最終日

3月13日。
470級は昨日がフリートレースの最終日で、今日はトップ10によるメダルレースのみ。RS:Xはトップ10によるメダルレース、10位以下のフリートレースが行われました。
レースコンデションは北寄りで午前中は良い風が吹いていましたが、メダルレースの頃には風が弱くなり、典型的な「Vilamouraの風」、強弱とシフトの大きいレースになりました。
本日が両クラスの最終日です、大会期間中に応援していただいた皆様に感謝すると共に、オリンピックで活躍し、恩返しをしたいと思います。

470

男子2021年世界チャンピオンの座を獲得したのは、スウェーデンのAnton DAHL、BERGFredrik BERGSTRÖM。これまでの世界選手権では最終日レースまで1位につけながら、金メダルを何度も逃したチームであり悲願の優勝です。
銀メダルを獲得したのは、地元ポルトガル若手のDiogo COSTA、Pedro COSTA兄弟。東京オリンピック出場枠のかかった本大会で堂々の銀メダルは東京オリンピック出場枠をかけた6カ国の中で、群を抜く結果でした。
銅メダルにはここ数年、でに安定した成績を残しているスペインのJordi XAMMAR、Nicolas RODRIGUEZでした。

女子で金メダルを獲得したのはスペインのSilvia MAS DEPARESP、atricia CANTERO REINA。これまでの大会でも安定した成績を残しているチームです。
銀メダルはオランダのAfrodite ZEGERS、Lobke BERKHOUTで、このチームでの表彰台は初となります。

## コレクションから抜粋した記録:
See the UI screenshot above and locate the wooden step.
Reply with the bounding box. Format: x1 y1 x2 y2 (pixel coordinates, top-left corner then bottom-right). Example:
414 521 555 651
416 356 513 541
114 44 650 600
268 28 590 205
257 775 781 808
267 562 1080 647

## 課題 1:
記録の中で「bounding」という文字列を含む行はいくつありますか？数だけを答えてください。
## 課題 2:
470級世界選手権の記事は最後の文で途切れています。その続きを書いてもらえますか？

## 解答 1:
1

## 解答 2:
銅メダルはイタリアのElena BERTA、Bianca CARUSO。彼女たちも世界選手権初のメダル獲得になります。
今回の大会は特別なコンディションだったと思います。
メダル候補の選手が序盤で苦戦し、挽回するも追いつかずメダルレースにさえ進出できない。セオリーや戦術が役に立たない、風を見ていても、見えていたブローがあっという間に消えてしまったり、選手を悩ませる大会でした。
それでも、大会に出場したことで、チームのコミュニケーションのあり方や課題が明確になったことは大きな収穫でした。

RS:X

男子の2021年ヨーロッパ選手権を制したのは、オランダのKiran BADLOE。銀メダルがイタリアのMattia CAMBONI。銅メダルはイスラエルのOfek ELIMELECH。
女子は金メダルがフランスのCharline PICON。銀メダルがオランダのLilian DE GEUS。銅メダルはZofia NOCETI KLEPACKAでした。
東京オリンピックを最後にオリンピッククラスから外れてしまうRS:Xクラスでありながら、男子、女子共に経験の長い選手が上位に食い込み、組織立って強化を継続している国が強い印象があります。
もう一つは道具です。どのクラスでもシビアに確認をしていますが、マスト、セール等々、ワンデザイン種目でありながら道具の選択でスピードが変わります。オリンピックで使う道具選びは妥協することなく選別する必要があります。

RS:X Day5【選手コメント】

富澤:「レース最終日は、プレーニングコンディションとなり、良いスピード感を持ってスタートすることができました。今大会はコンディションによってスピードの差が大きく、成績に上下がありました。今後、同じミスを繰り返さないように、しっかりと整理をし、次回の世界選手権に向けて準備していこうと思います」

須長:「終始良いところのないレースしかできなかった今大会でしたが、良い経験になりました。五輪本番までには必ず仕上げたいと思います」

伊勢田:「今日はラスト1本、最後は思いっきりやろうと決めていました。最初は景色が良かったけれど、後半には反対海面が良くなり、1上がすごいキツイ順位でした。昨日も同じコンディションでしたが、プレーニングすると決めて、風を取りに行こうと思っていたので挑戦することができ、挽回することができました。昨日や今までのレースを活かし、思いっきりレースができて楽しかったです」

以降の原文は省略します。